KUTIPAN PILIHAN:
-----

Ironi Larangan Jilbab Paskibraka 2024: Di Mana Letak Toleransi dalam Negara Pancasila?
Ketika institusi negara mengambil langkah yang membatasi hak individu untuk mengekspresikan keyakinannya, seperti larangan berjilbab ini, maka hal tersebut dianggap melanggar prinsip toleransi yang dianut oleh Pancasila. Seharusnya, negara menjadi pelindung bagi hak-hak setiap warga negara untuk menjalankan ajaran agamanya, bukan sebaliknya.
Kepala BPIP Prof. Yudian Wahyudi, Guru Besar UIN Sunan Kalijaga Yogyakarta, beralasan bahwa larangan ini demi menjaga keseragaman dan kebhinekaan dalam Pasukan Pengibar Bendera Pusaka.
Namun, alasan ini justru menimbulkan pertanyaan lebih lanjut. Apakah keseragaman yang dimaksud harus mengorbankan hak individu untuk mengekspresikan keyakinannya? Apakah kebhinekaan yang seharusnya dirayakan justru ditafsirkan sebagai alasan untuk membatasi perbedaan?
Kebijakan ini menjadi contoh konkret dari bagaimana teori dan praktik ideologi sering kali tidak sejalan. Di atas kertas, Pancasila memberikan ruang bagi kebebasan beragama dan menghormati perbedaan. Namun, dalam praktiknya, justru perbedaan ini yang sering kali ditekan atas nama “keseragaman”.

-----

DATA TERCATAT:
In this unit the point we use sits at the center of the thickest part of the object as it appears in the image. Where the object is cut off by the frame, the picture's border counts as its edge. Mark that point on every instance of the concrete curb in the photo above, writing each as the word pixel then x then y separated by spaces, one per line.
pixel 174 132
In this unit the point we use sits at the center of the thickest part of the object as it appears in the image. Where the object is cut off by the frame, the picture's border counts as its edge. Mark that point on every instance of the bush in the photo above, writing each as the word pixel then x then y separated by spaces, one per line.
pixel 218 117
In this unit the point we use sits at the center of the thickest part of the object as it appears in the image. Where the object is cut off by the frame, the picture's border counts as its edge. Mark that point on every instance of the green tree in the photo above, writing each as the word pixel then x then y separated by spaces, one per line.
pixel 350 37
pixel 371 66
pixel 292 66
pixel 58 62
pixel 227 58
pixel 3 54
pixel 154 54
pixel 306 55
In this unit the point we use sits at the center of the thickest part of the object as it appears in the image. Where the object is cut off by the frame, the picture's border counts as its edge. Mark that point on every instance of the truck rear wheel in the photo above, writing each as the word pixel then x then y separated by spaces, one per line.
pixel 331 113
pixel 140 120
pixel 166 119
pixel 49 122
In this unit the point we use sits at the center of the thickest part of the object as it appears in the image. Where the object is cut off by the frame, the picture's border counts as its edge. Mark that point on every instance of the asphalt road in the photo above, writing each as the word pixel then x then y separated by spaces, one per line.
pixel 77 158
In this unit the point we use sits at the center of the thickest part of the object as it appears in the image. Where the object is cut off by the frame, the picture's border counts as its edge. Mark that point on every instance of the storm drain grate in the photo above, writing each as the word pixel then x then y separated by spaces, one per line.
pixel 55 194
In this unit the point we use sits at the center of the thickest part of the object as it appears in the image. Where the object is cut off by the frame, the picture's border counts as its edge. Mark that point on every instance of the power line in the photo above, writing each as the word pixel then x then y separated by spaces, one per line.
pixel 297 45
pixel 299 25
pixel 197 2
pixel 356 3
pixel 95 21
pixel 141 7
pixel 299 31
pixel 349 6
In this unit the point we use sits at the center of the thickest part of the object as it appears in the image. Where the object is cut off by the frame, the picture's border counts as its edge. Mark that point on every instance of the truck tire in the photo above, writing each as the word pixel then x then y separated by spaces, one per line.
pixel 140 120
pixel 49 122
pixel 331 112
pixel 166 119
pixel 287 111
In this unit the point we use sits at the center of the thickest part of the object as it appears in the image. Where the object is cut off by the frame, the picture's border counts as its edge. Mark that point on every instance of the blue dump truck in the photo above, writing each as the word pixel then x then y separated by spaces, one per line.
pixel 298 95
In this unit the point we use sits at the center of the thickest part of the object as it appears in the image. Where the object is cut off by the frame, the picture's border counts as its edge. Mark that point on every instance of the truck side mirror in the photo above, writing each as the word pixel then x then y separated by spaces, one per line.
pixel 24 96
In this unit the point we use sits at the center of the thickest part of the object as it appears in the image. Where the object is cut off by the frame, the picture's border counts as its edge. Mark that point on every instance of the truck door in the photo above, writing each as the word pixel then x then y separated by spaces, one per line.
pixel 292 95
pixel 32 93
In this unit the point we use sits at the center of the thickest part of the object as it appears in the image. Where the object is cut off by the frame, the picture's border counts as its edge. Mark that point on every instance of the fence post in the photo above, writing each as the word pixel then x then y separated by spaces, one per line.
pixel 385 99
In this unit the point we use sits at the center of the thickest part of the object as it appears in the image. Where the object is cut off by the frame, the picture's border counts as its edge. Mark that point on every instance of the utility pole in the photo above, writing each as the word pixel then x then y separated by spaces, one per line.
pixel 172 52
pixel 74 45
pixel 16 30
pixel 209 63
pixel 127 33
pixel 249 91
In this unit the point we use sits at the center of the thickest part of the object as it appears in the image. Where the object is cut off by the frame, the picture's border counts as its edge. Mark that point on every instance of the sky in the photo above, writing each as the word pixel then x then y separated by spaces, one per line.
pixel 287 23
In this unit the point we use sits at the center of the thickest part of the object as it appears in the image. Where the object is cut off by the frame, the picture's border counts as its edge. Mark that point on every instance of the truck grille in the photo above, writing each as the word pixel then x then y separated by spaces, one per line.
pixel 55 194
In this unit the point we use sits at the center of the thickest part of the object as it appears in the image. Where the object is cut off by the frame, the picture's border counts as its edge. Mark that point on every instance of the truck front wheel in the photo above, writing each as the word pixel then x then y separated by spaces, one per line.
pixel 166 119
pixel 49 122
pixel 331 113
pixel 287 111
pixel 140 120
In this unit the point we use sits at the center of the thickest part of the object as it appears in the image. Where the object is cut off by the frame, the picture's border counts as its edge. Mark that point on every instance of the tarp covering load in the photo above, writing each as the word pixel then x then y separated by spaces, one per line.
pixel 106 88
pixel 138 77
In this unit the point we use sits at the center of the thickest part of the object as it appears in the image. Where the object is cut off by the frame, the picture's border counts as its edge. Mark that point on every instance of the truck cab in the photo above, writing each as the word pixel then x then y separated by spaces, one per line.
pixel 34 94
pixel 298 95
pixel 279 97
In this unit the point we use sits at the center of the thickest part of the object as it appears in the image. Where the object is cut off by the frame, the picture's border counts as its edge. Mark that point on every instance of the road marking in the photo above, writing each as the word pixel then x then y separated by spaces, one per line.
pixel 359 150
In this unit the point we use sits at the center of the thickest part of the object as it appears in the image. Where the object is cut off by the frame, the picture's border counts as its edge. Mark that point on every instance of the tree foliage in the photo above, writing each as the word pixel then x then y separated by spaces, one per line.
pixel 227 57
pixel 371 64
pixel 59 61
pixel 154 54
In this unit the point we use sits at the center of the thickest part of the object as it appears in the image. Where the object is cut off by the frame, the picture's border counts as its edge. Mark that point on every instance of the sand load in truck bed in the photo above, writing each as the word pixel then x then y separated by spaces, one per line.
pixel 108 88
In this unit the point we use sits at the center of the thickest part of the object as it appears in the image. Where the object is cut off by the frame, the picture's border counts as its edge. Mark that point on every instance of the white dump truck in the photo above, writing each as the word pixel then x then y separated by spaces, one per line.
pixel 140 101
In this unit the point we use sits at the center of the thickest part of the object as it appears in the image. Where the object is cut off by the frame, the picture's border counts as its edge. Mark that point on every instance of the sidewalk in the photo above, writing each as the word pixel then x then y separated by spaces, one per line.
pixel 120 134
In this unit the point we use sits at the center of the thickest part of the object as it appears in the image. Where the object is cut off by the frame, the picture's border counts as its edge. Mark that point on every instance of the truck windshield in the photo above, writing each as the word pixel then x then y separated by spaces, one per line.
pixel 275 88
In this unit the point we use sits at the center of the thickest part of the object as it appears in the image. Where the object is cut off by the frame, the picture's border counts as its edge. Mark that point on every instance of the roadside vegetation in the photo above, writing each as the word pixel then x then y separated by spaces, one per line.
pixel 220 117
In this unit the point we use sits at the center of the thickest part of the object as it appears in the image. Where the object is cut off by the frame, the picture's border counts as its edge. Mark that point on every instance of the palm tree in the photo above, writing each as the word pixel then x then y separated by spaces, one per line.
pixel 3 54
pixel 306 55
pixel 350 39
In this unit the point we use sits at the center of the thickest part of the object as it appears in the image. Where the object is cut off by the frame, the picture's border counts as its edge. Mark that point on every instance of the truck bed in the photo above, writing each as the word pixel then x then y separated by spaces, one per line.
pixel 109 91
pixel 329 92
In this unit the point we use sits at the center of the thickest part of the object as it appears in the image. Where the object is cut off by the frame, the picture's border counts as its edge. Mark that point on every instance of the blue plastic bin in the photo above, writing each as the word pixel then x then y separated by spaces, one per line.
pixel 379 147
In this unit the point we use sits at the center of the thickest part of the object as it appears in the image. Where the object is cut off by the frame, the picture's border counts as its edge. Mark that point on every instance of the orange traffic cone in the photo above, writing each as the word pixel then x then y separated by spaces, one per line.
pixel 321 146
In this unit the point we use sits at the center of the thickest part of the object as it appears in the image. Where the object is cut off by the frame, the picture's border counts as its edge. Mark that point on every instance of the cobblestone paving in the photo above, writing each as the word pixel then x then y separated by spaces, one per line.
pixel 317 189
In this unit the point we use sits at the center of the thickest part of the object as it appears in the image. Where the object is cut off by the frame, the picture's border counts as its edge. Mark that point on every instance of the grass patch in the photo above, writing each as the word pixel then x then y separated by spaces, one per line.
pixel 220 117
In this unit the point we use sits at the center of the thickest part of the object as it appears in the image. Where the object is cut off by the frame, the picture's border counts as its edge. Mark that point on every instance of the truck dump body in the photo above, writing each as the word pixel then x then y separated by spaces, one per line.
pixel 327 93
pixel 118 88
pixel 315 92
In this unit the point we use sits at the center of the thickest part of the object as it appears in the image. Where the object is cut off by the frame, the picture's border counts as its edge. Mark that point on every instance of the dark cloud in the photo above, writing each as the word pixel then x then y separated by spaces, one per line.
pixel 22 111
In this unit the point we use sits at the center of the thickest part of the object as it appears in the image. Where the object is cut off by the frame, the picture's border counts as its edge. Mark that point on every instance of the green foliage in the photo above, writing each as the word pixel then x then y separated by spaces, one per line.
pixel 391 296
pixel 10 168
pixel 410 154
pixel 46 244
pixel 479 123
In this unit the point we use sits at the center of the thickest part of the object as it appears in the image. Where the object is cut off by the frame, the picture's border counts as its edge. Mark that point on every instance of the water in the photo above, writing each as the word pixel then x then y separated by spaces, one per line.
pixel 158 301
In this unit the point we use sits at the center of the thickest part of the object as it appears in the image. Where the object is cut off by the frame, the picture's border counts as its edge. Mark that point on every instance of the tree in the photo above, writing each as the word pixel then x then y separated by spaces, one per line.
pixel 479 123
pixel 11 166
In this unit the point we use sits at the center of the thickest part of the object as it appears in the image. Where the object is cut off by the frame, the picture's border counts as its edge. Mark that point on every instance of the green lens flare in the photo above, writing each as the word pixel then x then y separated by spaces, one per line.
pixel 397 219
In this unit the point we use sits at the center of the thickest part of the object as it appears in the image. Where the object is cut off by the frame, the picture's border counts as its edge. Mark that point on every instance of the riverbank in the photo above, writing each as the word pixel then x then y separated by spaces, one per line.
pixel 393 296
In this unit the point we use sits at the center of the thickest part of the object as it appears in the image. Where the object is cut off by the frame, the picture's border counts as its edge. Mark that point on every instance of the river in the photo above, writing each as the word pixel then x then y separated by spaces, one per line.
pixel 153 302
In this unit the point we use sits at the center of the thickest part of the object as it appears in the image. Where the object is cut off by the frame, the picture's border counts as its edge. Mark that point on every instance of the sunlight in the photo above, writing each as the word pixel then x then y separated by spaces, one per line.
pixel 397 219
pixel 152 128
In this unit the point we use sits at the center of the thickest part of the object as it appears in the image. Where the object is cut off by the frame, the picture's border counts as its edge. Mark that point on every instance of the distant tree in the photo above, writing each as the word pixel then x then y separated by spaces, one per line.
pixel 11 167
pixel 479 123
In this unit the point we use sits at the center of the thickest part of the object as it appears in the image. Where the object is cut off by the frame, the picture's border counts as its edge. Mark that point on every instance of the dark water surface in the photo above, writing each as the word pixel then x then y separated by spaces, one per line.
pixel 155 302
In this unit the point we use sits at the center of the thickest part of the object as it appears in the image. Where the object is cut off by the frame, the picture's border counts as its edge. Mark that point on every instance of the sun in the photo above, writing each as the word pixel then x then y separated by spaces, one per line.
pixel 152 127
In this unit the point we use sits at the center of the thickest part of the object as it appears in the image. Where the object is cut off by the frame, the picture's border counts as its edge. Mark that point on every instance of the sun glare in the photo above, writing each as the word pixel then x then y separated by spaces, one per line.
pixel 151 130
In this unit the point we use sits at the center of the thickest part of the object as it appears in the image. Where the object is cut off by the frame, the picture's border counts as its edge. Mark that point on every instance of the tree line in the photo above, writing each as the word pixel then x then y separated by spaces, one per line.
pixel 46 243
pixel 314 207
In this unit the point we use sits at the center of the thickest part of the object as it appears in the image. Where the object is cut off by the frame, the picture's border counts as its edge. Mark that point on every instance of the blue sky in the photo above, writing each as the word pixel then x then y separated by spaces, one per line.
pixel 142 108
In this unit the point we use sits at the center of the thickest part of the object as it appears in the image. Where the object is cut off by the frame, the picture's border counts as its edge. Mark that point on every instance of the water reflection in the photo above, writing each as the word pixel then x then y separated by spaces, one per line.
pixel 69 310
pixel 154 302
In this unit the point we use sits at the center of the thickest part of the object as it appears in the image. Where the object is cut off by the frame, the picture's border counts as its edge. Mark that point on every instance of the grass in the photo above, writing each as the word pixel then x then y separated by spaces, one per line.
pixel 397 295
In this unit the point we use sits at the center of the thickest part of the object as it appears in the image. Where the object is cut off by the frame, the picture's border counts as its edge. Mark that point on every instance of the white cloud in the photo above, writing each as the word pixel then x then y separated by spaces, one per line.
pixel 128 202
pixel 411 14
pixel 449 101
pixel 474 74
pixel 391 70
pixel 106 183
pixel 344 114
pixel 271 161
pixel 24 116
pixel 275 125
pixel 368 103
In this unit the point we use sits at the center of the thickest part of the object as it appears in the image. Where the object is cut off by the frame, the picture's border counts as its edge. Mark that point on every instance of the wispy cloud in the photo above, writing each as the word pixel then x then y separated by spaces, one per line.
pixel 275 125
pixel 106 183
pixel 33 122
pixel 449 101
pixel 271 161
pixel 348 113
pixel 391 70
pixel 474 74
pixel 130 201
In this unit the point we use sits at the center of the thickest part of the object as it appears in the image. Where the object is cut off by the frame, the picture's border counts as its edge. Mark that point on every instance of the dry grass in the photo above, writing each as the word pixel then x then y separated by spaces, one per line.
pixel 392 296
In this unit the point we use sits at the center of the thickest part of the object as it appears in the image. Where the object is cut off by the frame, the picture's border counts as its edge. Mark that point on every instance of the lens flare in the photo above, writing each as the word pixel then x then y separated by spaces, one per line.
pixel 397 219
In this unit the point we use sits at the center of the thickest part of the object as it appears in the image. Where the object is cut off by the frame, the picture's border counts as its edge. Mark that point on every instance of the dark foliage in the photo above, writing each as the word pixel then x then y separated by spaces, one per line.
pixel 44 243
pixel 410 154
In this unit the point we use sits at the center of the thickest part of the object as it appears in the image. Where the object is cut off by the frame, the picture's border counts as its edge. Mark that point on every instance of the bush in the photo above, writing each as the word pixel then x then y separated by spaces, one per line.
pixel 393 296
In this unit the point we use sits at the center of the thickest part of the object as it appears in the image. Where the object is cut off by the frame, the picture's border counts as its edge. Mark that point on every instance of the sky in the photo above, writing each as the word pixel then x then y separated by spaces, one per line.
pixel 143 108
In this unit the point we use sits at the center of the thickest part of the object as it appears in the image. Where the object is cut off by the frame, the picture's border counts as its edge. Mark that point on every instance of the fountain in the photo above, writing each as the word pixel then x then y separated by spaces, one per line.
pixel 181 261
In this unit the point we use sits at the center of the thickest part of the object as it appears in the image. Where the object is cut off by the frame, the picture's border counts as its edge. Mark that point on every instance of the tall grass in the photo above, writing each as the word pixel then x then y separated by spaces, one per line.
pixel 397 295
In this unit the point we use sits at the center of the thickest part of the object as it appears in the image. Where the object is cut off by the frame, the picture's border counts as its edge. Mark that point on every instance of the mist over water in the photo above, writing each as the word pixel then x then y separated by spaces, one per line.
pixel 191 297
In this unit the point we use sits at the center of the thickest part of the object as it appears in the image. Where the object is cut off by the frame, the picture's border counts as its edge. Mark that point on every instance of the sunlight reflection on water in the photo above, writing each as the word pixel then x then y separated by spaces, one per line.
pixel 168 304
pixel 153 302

-----

TUGAS: Tuliskan semua kalimat tanya yang terdapat dalam teks tentang larangan jilbab Paskibraka di atas, termasuk yang ada pada judulnya.

JAWABAN:
- Di Mana Letak Toleransi dalam Negara Pancasila?
- Apakah keseragaman yang dimaksud harus mengorbankan hak individu untuk mengekspresikan keyakinannya?
- Apakah kebhinekaan yang seharusnya dirayakan justru ditafsirkan sebagai alasan untuk membatasi perbedaan?